— begin —
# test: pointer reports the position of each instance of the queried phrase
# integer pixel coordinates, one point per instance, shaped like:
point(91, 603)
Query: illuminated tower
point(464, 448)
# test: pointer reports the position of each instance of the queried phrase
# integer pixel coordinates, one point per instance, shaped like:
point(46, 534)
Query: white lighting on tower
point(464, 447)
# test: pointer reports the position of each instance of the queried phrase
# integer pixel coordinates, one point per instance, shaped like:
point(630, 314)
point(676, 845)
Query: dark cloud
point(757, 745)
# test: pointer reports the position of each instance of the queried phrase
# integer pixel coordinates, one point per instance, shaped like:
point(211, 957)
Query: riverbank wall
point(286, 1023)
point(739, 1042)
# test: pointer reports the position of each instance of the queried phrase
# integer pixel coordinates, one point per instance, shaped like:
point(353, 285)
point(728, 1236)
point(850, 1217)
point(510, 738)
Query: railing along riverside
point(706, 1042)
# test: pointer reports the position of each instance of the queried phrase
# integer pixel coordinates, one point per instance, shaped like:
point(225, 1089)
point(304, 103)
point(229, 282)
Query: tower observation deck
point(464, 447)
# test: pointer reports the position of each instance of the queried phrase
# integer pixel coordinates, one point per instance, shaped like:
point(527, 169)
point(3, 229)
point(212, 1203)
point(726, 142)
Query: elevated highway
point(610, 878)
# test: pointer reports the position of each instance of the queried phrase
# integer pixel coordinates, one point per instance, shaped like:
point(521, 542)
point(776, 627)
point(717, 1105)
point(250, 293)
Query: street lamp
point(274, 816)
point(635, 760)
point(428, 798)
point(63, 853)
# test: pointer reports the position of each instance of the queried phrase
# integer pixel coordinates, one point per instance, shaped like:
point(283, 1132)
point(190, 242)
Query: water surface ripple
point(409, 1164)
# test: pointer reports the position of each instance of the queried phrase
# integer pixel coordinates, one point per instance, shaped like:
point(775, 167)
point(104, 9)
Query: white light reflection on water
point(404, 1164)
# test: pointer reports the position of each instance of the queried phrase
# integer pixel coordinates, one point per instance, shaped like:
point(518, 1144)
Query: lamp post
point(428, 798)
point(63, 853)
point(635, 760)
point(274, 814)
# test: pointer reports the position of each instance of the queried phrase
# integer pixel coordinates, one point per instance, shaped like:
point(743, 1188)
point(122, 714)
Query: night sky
— end —
> _Instructions to follow_
Can you pull every row above onto the page again, word for word and line for line, without changing anything?

> _Response below_
# test: pointer reports the position of each instance of the queried phrase
# integer pixel coordinates, one point per instance, shaped like:
point(91, 603)
Query: illuminated tower
point(464, 448)
# test: pointer reports the position of each instance of the queried phrase
# integer pixel coordinates, one point per instance, shaped like:
point(46, 534)
Query: white lighting on tower
point(464, 447)
# test: pointer reports the position of each instance of the queried phrase
# integer pixel coordinates, one point per instance, shaped like:
point(630, 314)
point(676, 845)
Query: dark cloud
point(757, 745)
# test: pointer reports the position of each instance of the queried phrase
# integer pixel coordinates, one point per instance, shaped like:
point(211, 957)
Query: riverbank wall
point(286, 1023)
point(739, 1042)
# test: pointer reports the position of each instance of the queried phrase
# integer pixel coordinates, one point per instance, shaped like:
point(353, 285)
point(728, 1236)
point(850, 1217)
point(510, 738)
Query: railing along riverside
point(706, 1042)
# test: pointer reports the position of each instance of the queried phrase
# integer pixel coordinates, one point per instance, shaped like:
point(225, 1089)
point(304, 103)
point(229, 282)
Query: tower observation deck
point(464, 447)
# test: pointer reports the position of each instance of the queried phrase
# integer pixel coordinates, one point per instance, shaped like:
point(527, 169)
point(3, 229)
point(212, 1203)
point(726, 142)
Query: elevated highway
point(610, 878)
# test: pointer reports the position of each instance of the queried phrase
# integer pixel coordinates, one point per instance, shaped like:
point(521, 542)
point(776, 627)
point(717, 1105)
point(250, 293)
Query: street lamp
point(274, 816)
point(635, 760)
point(428, 798)
point(63, 853)
# test: pointer reports the position of each instance of the queried phrase
# integer pixel coordinates, one point per instance, shaped like:
point(283, 1132)
point(190, 242)
Query: water surface ripple
point(409, 1164)
# test: pointer reports the position of each instance of the queried phrase
# integer pixel coordinates, one point per instance, shaped like:
point(775, 167)
point(104, 9)
Query: white light reflection on water
point(404, 1164)
# test: pointer reports the position of each instance of the queried phrase
# integer pixel coordinates, one point per instance, shaped like:
point(518, 1144)
Query: lamp post
point(428, 798)
point(63, 853)
point(635, 760)
point(274, 814)
# test: pointer reports the position of each instance of the queried phrase
# integer pixel coordinates, one point per instance, shaped like:
point(743, 1188)
point(122, 714)
Query: night sky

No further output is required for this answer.